━━ DATA SECTION
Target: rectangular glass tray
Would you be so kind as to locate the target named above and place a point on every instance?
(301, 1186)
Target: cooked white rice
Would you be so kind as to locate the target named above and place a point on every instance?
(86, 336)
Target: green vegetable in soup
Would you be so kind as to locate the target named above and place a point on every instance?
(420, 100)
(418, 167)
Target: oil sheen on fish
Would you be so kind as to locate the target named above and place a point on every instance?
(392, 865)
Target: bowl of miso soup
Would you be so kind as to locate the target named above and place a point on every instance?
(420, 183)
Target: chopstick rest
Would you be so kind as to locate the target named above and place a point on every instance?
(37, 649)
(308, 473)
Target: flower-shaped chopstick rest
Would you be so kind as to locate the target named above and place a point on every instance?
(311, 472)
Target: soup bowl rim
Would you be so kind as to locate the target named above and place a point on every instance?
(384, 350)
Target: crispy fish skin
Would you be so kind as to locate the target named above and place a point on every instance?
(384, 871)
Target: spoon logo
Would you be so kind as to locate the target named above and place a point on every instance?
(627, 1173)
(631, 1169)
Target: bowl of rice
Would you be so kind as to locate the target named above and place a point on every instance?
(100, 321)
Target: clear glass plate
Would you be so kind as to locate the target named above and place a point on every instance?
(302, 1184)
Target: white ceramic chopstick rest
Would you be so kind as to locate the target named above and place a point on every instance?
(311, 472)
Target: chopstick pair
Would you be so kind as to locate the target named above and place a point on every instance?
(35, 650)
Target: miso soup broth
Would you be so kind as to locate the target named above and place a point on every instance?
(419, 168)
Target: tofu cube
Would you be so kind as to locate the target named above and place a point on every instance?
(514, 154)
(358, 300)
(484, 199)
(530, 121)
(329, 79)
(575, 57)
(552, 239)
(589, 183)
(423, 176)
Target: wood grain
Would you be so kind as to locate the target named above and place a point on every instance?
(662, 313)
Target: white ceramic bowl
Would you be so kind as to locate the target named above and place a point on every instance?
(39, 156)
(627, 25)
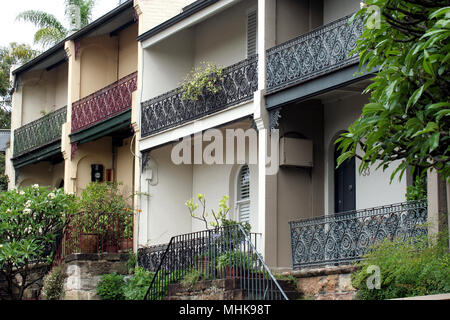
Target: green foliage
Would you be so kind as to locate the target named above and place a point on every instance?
(31, 219)
(50, 29)
(111, 287)
(220, 218)
(136, 287)
(236, 259)
(206, 77)
(3, 177)
(191, 278)
(53, 288)
(9, 56)
(418, 190)
(104, 205)
(407, 269)
(131, 262)
(407, 117)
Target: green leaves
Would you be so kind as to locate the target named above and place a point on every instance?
(406, 120)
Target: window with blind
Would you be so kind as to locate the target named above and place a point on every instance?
(252, 32)
(243, 196)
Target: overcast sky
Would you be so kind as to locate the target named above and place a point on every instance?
(23, 32)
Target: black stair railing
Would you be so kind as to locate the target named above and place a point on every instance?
(221, 253)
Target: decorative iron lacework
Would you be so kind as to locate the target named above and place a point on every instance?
(321, 51)
(40, 132)
(169, 110)
(104, 103)
(345, 237)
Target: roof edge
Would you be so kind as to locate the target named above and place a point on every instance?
(188, 11)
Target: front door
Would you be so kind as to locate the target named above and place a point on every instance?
(344, 185)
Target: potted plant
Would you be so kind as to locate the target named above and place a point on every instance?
(234, 264)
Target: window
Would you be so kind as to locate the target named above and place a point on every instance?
(252, 34)
(243, 195)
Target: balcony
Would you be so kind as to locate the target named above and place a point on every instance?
(169, 110)
(319, 52)
(103, 104)
(345, 237)
(39, 133)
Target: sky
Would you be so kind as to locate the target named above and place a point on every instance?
(23, 32)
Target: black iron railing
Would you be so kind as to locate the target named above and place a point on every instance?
(345, 237)
(150, 257)
(39, 133)
(222, 253)
(169, 110)
(310, 55)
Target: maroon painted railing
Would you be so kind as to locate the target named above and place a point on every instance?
(100, 234)
(103, 104)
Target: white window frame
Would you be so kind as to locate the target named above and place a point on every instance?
(240, 202)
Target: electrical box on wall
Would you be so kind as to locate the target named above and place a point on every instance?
(97, 173)
(296, 152)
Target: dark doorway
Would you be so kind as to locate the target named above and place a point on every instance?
(344, 185)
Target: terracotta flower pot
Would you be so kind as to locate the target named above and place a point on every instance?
(89, 243)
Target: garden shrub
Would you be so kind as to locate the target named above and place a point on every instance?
(111, 287)
(407, 268)
(53, 288)
(136, 287)
(32, 221)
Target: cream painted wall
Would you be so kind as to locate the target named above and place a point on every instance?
(335, 9)
(157, 11)
(299, 190)
(98, 56)
(128, 50)
(222, 39)
(167, 214)
(42, 91)
(42, 173)
(124, 167)
(94, 152)
(338, 116)
(167, 63)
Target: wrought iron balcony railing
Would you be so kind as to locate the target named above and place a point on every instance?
(345, 237)
(323, 50)
(40, 132)
(170, 110)
(104, 104)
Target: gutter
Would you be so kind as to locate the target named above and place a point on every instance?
(188, 11)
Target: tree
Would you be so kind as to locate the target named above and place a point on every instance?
(407, 117)
(31, 224)
(51, 30)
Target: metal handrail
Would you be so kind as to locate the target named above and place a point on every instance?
(244, 264)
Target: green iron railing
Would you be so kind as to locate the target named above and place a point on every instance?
(39, 133)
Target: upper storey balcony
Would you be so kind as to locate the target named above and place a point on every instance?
(39, 111)
(107, 64)
(224, 36)
(311, 55)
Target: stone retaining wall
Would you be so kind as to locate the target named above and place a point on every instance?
(83, 271)
(224, 289)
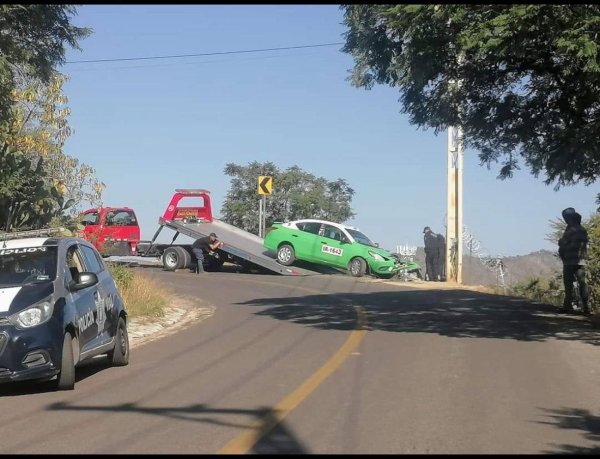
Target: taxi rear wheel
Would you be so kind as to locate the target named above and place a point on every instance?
(119, 356)
(66, 377)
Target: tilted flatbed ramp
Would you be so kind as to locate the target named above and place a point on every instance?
(239, 243)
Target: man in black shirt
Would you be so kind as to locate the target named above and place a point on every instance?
(202, 246)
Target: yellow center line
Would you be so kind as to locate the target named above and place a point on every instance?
(250, 436)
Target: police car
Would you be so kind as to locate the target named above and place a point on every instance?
(59, 306)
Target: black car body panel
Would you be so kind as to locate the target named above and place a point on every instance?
(90, 314)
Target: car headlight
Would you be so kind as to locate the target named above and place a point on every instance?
(376, 256)
(34, 315)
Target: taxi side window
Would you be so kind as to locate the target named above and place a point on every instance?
(75, 264)
(91, 260)
(310, 227)
(332, 232)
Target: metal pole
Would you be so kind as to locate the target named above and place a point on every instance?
(459, 210)
(264, 215)
(451, 205)
(260, 218)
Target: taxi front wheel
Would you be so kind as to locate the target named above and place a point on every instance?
(66, 377)
(358, 267)
(286, 255)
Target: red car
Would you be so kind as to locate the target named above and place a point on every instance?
(112, 230)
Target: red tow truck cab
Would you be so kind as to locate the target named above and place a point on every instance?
(112, 230)
(174, 213)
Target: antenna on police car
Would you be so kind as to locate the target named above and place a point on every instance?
(8, 220)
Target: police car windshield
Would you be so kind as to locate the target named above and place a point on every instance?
(27, 265)
(360, 237)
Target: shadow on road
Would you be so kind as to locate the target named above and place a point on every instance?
(82, 372)
(277, 439)
(575, 419)
(454, 313)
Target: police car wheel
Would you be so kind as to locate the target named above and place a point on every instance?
(358, 267)
(66, 377)
(119, 356)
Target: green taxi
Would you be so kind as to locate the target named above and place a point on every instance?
(330, 244)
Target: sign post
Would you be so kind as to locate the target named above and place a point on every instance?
(265, 187)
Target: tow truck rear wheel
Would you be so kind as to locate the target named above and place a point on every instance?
(184, 256)
(172, 259)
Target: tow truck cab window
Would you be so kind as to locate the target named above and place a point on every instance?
(120, 217)
(91, 218)
(91, 260)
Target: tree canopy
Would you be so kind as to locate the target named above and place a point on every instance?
(523, 81)
(33, 39)
(296, 194)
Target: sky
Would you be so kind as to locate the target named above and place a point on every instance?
(150, 127)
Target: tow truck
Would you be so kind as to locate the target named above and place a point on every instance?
(239, 247)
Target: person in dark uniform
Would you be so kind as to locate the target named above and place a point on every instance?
(572, 249)
(431, 254)
(441, 259)
(202, 246)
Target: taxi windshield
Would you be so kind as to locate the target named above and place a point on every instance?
(27, 265)
(360, 237)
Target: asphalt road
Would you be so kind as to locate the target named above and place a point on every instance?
(329, 364)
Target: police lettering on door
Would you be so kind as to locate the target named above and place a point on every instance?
(103, 304)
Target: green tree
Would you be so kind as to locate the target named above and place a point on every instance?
(529, 78)
(33, 38)
(27, 198)
(40, 128)
(296, 194)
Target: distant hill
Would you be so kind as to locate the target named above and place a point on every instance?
(519, 268)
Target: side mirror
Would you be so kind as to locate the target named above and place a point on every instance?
(85, 280)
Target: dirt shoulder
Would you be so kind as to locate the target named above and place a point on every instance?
(181, 313)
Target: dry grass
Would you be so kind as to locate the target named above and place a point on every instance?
(143, 296)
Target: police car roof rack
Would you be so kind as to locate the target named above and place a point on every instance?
(32, 233)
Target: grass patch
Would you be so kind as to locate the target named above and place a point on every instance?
(143, 297)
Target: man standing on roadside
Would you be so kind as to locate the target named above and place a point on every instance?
(572, 249)
(204, 245)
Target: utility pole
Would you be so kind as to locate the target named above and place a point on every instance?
(454, 226)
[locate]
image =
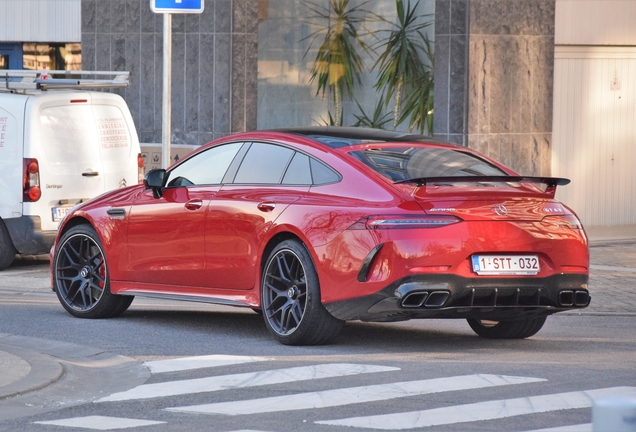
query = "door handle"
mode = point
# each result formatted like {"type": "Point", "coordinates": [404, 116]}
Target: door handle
{"type": "Point", "coordinates": [267, 206]}
{"type": "Point", "coordinates": [194, 204]}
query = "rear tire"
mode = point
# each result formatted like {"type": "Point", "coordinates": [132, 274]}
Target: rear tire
{"type": "Point", "coordinates": [507, 329]}
{"type": "Point", "coordinates": [81, 278]}
{"type": "Point", "coordinates": [290, 298]}
{"type": "Point", "coordinates": [7, 250]}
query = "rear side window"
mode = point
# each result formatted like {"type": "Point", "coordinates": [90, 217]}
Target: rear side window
{"type": "Point", "coordinates": [264, 164]}
{"type": "Point", "coordinates": [409, 163]}
{"type": "Point", "coordinates": [206, 168]}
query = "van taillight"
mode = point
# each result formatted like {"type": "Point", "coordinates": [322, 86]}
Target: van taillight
{"type": "Point", "coordinates": [140, 169]}
{"type": "Point", "coordinates": [31, 191]}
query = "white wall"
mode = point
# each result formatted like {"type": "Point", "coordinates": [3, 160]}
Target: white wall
{"type": "Point", "coordinates": [594, 132]}
{"type": "Point", "coordinates": [595, 22]}
{"type": "Point", "coordinates": [594, 123]}
{"type": "Point", "coordinates": [40, 20]}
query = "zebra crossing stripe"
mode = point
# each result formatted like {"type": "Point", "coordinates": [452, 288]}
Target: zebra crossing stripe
{"type": "Point", "coordinates": [481, 411]}
{"type": "Point", "coordinates": [347, 396]}
{"type": "Point", "coordinates": [100, 423]}
{"type": "Point", "coordinates": [251, 379]}
{"type": "Point", "coordinates": [189, 363]}
{"type": "Point", "coordinates": [587, 427]}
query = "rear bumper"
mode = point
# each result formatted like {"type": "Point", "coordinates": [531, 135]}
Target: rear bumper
{"type": "Point", "coordinates": [27, 235]}
{"type": "Point", "coordinates": [451, 296]}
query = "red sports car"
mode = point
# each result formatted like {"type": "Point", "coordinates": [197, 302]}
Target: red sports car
{"type": "Point", "coordinates": [316, 226]}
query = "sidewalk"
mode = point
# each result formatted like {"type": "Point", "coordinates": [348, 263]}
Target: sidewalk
{"type": "Point", "coordinates": [27, 366]}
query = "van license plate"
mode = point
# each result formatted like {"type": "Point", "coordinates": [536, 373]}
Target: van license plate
{"type": "Point", "coordinates": [506, 264]}
{"type": "Point", "coordinates": [60, 212]}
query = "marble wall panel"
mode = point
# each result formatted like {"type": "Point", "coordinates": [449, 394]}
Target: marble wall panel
{"type": "Point", "coordinates": [508, 64]}
{"type": "Point", "coordinates": [222, 83]}
{"type": "Point", "coordinates": [147, 77]}
{"type": "Point", "coordinates": [192, 83]}
{"type": "Point", "coordinates": [178, 87]}
{"type": "Point", "coordinates": [442, 85]}
{"type": "Point", "coordinates": [206, 83]}
{"type": "Point", "coordinates": [117, 13]}
{"type": "Point", "coordinates": [132, 16]}
{"type": "Point", "coordinates": [238, 81]}
{"type": "Point", "coordinates": [88, 51]}
{"type": "Point", "coordinates": [88, 16]}
{"type": "Point", "coordinates": [132, 93]}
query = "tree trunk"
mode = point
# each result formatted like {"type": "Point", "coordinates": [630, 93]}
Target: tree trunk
{"type": "Point", "coordinates": [337, 99]}
{"type": "Point", "coordinates": [398, 102]}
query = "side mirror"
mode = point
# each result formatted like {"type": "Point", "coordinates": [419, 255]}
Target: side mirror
{"type": "Point", "coordinates": [154, 180]}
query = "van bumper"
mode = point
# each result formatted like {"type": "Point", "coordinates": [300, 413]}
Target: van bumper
{"type": "Point", "coordinates": [27, 235]}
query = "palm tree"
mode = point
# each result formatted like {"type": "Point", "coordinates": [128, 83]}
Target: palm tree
{"type": "Point", "coordinates": [337, 65]}
{"type": "Point", "coordinates": [400, 63]}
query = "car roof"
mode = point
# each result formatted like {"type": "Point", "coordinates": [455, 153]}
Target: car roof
{"type": "Point", "coordinates": [350, 136]}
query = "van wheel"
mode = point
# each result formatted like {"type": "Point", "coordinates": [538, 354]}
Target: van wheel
{"type": "Point", "coordinates": [7, 250]}
{"type": "Point", "coordinates": [290, 298]}
{"type": "Point", "coordinates": [80, 276]}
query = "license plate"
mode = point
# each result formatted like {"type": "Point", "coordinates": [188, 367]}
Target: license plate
{"type": "Point", "coordinates": [506, 264]}
{"type": "Point", "coordinates": [60, 212]}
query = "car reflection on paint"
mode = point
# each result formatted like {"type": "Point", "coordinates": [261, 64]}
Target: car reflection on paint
{"type": "Point", "coordinates": [317, 226]}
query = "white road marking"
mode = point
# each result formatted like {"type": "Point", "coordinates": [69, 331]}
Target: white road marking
{"type": "Point", "coordinates": [251, 379]}
{"type": "Point", "coordinates": [613, 268]}
{"type": "Point", "coordinates": [587, 427]}
{"type": "Point", "coordinates": [189, 363]}
{"type": "Point", "coordinates": [100, 423]}
{"type": "Point", "coordinates": [490, 410]}
{"type": "Point", "coordinates": [347, 396]}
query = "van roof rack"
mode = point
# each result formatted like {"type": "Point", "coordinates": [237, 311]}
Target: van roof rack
{"type": "Point", "coordinates": [73, 79]}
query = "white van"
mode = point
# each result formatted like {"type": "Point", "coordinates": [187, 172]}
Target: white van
{"type": "Point", "coordinates": [59, 146]}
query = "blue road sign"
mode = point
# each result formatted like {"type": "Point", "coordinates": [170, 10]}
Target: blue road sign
{"type": "Point", "coordinates": [176, 6]}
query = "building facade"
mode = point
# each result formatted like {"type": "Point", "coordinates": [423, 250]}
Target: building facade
{"type": "Point", "coordinates": [544, 86]}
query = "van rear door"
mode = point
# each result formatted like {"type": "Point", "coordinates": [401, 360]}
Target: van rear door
{"type": "Point", "coordinates": [78, 157]}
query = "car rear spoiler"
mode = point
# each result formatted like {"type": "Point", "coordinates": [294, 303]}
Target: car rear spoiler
{"type": "Point", "coordinates": [550, 182]}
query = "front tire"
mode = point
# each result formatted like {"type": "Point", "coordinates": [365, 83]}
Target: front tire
{"type": "Point", "coordinates": [7, 250]}
{"type": "Point", "coordinates": [290, 298]}
{"type": "Point", "coordinates": [507, 329]}
{"type": "Point", "coordinates": [81, 278]}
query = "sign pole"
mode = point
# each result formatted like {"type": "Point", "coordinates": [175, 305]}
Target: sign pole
{"type": "Point", "coordinates": [166, 102]}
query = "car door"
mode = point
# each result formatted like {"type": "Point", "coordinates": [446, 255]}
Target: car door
{"type": "Point", "coordinates": [245, 209]}
{"type": "Point", "coordinates": [166, 240]}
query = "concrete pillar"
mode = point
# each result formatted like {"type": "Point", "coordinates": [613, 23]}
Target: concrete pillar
{"type": "Point", "coordinates": [494, 63]}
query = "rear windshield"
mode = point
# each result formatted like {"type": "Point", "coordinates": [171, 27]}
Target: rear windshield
{"type": "Point", "coordinates": [410, 163]}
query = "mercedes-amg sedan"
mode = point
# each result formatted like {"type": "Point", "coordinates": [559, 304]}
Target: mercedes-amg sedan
{"type": "Point", "coordinates": [317, 226]}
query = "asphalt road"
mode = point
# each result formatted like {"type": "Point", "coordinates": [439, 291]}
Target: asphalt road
{"type": "Point", "coordinates": [418, 375]}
━━━━
▸ GOAL OF THE EXERCISE
Pick out and copy every line above that contains the string "railing". Case counts when matching.

▸ ANSWER TO THIS PROBLEM
Target: black stair railing
Target: black iron railing
Target: maroon painted railing
Target: wrought iron balcony railing
Target: green iron railing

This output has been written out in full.